- SÉLECTION -
Selon Surfrider Foundation les analyses ne reposent que sur 2 critères de contrôle bactériologiques et ne s’étendent généralement que sur quelques mois.
À la lumière de la récente publication des résultats de la consultation publique menée par la Commission Européenne dans le cadre de la révision de la Directive sur la qualité des eaux de baignade, l’ONG demande que l’ensemble des pollutions et de leurs impacts pour la santé et l’environnement soit pris en compte et souligne « un retard préoccupant » alors que la proposition de révision de la Directive est encore attendue.
Un rapport qui comporte de nombreux écueils
Au lendemain de la journée mondiale de l’Océan, l’Agence Européenne pour l’Environnement vient de publier son rapport annuel sur la qualité des eaux de baignade en Europe. Selon ce dernier, 85,7 % des sites de baignade européens étaient d’excellente qualité en 2022, et 95,9 % d'entre eux répondaient aux normes minimales.
Malgré une apparente bonne nouvelle, ce chiffre masque une situation beaucoup plus nuancée.
“En termes d’évaluation de la qualité des eaux de baignade et de classification des sites, ce rapport reflète essentiellement les risques de contamination bactériologique d’origine fécale en s’appuyant sur 2 indicateurs, définis dans les dispositions légales de la Directive européenne sur la gestion de la qualité des eaux de baignade (2006/7/EC) et considérés jusqu’alors par les autorités européennes comme affectant le plus directement la santé humaine : les Escherichia-coli et les entérocoques intestinaux”, indique Lucille Labayle, chargée de campagne qualité de l’eau et santé pour Surfrider Foundation Europe.
“Les analyses officielles telles qu’elles sont actuellement réalisées ne permettent pas de rendre compte de l’état de nos sites de baignade et de loisirs. D’une part, les proliférations d’algues et les déchets plastiques ne sont intégrés que dans les profils de plage ou ne font l’objet que d’une inspection visuelle. D’autre part, la pollution chimique n’est pas considérée du tout. En outre, le rapport ne fait état que de prélèvements réalisés au cours de la saison estivale, et uniquement sur les sites de baignade identifiés en tant que tels. Surfrider Foundation Europe tient à rappeler que les activités nautiques sont nombreuses et ont lieu tout au long de l’année, et sur des sites qui peuvent être distincts des zones de baignade définies. Ces pratiquants méritent eux aussi d’être informés de la qualité des eaux de leurs sites. Est-il vraiment juste d’affirmer que 85,7% des eaux européennes sont d’excellente qualité dans ces conditions ?” interroge-t-elle.

- EXTRAIT DES DONNÉES -
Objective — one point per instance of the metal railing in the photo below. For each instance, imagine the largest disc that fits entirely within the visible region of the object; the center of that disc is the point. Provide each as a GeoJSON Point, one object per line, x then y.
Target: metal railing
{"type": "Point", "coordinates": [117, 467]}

- CONSIGNE -
Recopiez sans rien changer le passage du texte sur la qualité des eaux de baignade qui va de « Malgré une apparente » à « Surfrider Foundation Europe. ».

- CORRIGÉ -
Malgré une apparente bonne nouvelle, ce chiffre masque une situation beaucoup plus nuancée.
“En termes d’évaluation de la qualité des eaux de baignade et de classification des sites, ce rapport reflète essentiellement les risques de contamination bactériologique d’origine fécale en s’appuyant sur 2 indicateurs, définis dans les dispositions légales de la Directive européenne sur la gestion de la qualité des eaux de baignade (2006/7/EC) et considérés jusqu’alors par les autorités européennes comme affectant le plus directement la santé humaine : les Escherichia-coli et les entérocoques intestinaux”, indique Lucille Labayle, chargée de campagne qualité de l’eau et santé pour Surfrider Foundation Europe.